| Objectives |
1) Decide whether each statement below agrees with the excerpt on technical data and software rights. For each, answer yes or no and quote the deciding words from the excerpt.
(a) Section 227.7200 does not cover computer software acquired under GSA schedule contracts.
(b) Reprocurement needs are always sufficient reason to acquire detailed manufacturing or process data.
(c) Data managers or other requirements personnel must identify the Government's life-cycle needs for technical data.
2) Resume the excerpt on technical data and software rights after its final sentence, writing the next amendment in the same regulatory style.

| Selection |
☆ ☆ ☆ ☆

The revisions read as follows:
227.7100 Scope of subpart.
* * * * *
(a) * * *
(7) Public Law 103-355.
(8) Executive Order 12591 (subsection 1(b)(7)).
* * * * *
0
4. Amend section 227.7103-2 by revising paragraph (b)(1) to read as
follows:
227.7103-2 Acquisition of technical data.
* * * * *
(b)(1) Data managers or other requirements personnel are
responsible for identifying the Government's life-cycle needs for
technical data. Technical data needs must be established giving
consideration to the offeror's economic interests in technical data
pertaining to items, components, or processes that have been developed
at private expense (including the economic interests of small
businesses and nontraditional contractors); the Government's costs to
acquire, maintain, store, retrieve, and protect the technical data;
reprocurement needs; repair, maintenance, and overhaul philosophies;
spare and repair part considerations; and whether procurement of the
items, components, or processes can be accomplished on a form, fit, or
function basis. When it is anticipated that the Government will obtain
unlimited or government purpose rights in technical data that will be
required for competitive spare or repair parts procurements, such data
should be identified as deliverable technical data items. Reprocurement
needs may not be a sufficient reason to acquire detailed manufacturing
or process data when items or components can be acquired using
performance specifications, form, fit, and function data, or when there
are a sufficient number of alternate sources that can reasonably be
expected to provide such items on a performance specification or form,
fit, or function basis.
* * * * *
0
5. Revise the heading for subpart 227.72 to read as follows:
[[Page 17344]]
Subpart 227.72--Computer Software, Computer Software Documentation,
and Associated Rights
0
6. Revise section 227.7200 to read as follows:
227.7200 Scope of subpart.
(a) This subpart--
(1) Prescribes policies and procedures for the acquisition of
computer software and computer software documentation, and the rights
to use, modify, reproduce, release, perform, display, or disclose such
software or documentation. It implements the following laws and
Executive order:
(i) 10 U.S.C. 3013.
(ii) 10 U.S.C. 3208(d).
(iii) 10 U.S.C. 3771-3775.
(iv) 10 U.S.C. 3781-3786.
(v) 10 U.S.C. 4576.
(vi) Executive Order 12591 (subsection 1(b)(7)).
(2) Does not apply to--
(i) Computer software or computer software documentation acquired
under General Services Administration (GSA) schedule contracts; or
(ii) Releases of computer software or computer software
documentation to litigation support contractors (see subpart 204.74).
(b) See PGI 227.7200(b) for guidance and information in DoD
issuances.
0
7. Amend section 227.7202-1 by adding paragraph (d) to read as follows:
227.7202-1 Policy.
* * * * *
(d) When establishing contract requirements and negotiation
objectives to meet agency needs, the Government should consider the
factors identified in 227.7203-2(b) and (c) for commercial computer
software and computer software documentation, consistent with paragraph
(c) of this section.

☆ ☆ ☆ ☆

| Data rows |

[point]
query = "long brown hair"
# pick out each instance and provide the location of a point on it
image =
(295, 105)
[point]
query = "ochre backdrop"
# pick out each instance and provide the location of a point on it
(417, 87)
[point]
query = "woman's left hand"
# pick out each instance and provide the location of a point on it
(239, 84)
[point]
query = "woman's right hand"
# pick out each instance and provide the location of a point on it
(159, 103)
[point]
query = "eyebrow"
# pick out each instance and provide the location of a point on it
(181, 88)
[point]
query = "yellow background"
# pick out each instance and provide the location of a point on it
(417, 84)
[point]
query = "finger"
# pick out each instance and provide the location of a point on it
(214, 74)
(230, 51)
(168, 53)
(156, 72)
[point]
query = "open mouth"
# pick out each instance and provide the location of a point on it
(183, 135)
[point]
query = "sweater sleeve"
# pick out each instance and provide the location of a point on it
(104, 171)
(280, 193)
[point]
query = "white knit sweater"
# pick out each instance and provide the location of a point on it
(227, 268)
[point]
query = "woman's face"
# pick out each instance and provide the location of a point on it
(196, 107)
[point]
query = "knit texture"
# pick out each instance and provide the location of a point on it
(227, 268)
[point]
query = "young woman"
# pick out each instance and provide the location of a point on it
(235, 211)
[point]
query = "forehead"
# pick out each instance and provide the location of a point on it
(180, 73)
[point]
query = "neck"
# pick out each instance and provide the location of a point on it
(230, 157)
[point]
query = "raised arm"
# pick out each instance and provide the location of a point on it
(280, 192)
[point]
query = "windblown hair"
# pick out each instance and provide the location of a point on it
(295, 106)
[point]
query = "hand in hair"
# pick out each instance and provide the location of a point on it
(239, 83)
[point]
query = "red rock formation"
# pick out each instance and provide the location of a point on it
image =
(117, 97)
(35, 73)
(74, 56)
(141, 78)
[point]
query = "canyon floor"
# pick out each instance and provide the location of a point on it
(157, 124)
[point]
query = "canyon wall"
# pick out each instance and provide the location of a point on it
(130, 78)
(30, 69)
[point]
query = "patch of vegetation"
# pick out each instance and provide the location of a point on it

☆ ☆ ☆ ☆

| Answers for the exercise |
1)
(a) Yes: "Does not apply to-- (i) Computer software or computer software documentation acquired under General Services Administration (GSA) schedule contracts"
(b) No: "Reprocurement needs may not be a sufficient reason to acquire detailed manufacturing or process data"
(c) Yes: "Data managers or other requirements personnel are responsible for identifying the Government's life-cycle needs for technical data."

2)
0
8. Amend section 227.7203-2--
0
a. By revising the section heading and paragraphs (b) and (c)(4) and
(5); and
0
b. By adding paragraph (c)(6).
The revisions and addition read as follows:
227.7203-2 Acquisition of other than commercial computer software and
computer software documentation and associated rights.
* * * * *
(b)(1) Data managers or other requirements personnel are
responsible for identifying the Government's life-cycle needs for
computer software and computer software documentation. See PGI
227.7203-2(b) for further guidance on assessing life-cycle needs. In
addition to desired software performance, compatibility, or other
technical considerations, identification of life-cycle needs should
consider such factors as--
(i) The offeror's economic interests in software that has been
developed at private expense (including the economic interests of small
businesses and nontraditional contractors);
(ii) The Government's costs to develop, acquire, maintain, store,
retrieve, and protect the computer software and computer software
documentation;
(iii) Multiple site or shared use requirements;
(iv) Whether the Government's software maintenance philosophy will
require the right to modify or have third parties modify the software;
and
(v) Any special computer software documentation requirements.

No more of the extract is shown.